> [Problem requirements] Print the passage of the veterinarian-choice text below that lies between "-       Learn what's" and "it, keep informed.", inclusive.

> [Exercise text]
My oldest dogs have special mattresses for their joints where they love to lie in.

My dogs do walks 2 times a day - 30 minutes every walk (but you can do shorter and more frequent walks for older dogs), have lots of love and are very happy just like this.

My advice to choose a good veterinarian is to:

-       Don’t accept tips from veterinarians who tell you how to choose a good veterinarian!

-       Pay attention to the recommendation of other people (you may get to know some great vets this way);

-       Avoid Veterinarian Hospitals or large Veterinarian Groups with too much exposition on tv or yellow page add;

-       Avoid Clinics with too much staff ( it means they are trying to maximize their clients and the time you will spend with your vet will be shorter);

-       Choose a small clinic with a maximum of 3 veterinarians (would be ideal);

-       Opt for an older vet, might be wiser and experienced and not so greedy ( there are exceptions);

-       Pay the Vet a visit without your pets and get to know the space and the receptionists ( if you don’t like the staff you probably won’t like the vet as veterinarians tend to select staff similar in temperament to themselves);

-       Avoid vet clinics with luxury cars, top of the range in their parking lot belonging to medical staff ( somebody’s pet is paying them, don’t let it to be yours);

-       Find another vet if a vet clearly opposes holistic philosophies or alternative treatments, gives you skeptical looks, makes condescending remarks, ask for exams and tests with no apparent reason ( note: good doctors can know about major problems of your pet just by auscultating them and making a physical exam!);

-       Try to take one pet at a time to the vet or if you have many pets who need vaccination try to schedule a visit at your house so it won’t be such a moment of anxiety for them;

-       Take the vaccination time to ask for a general consultation and check-up for each one of your pets ( auscultation and physical exam);

-       Learn what's normal for your pet, so you recognize the first signs of illness. If a pet's not well, don't wait until he's really sick before you call your vet;

Nowadays, you have the internet to your disposition. If your pet has any general symptoms search in credible websites about it, keep informed.

> [Information supplied]
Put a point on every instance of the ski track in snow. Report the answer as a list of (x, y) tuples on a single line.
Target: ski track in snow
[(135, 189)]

> [Exercise output]
-       Learn what's normal for your pet, so you recognize the first signs of illness. If a pet's not well, don't wait until he's really sick before you call your vet;

Nowadays, you have the internet to your disposition. If your pet has any general symptoms search in credible websites about it, keep informed.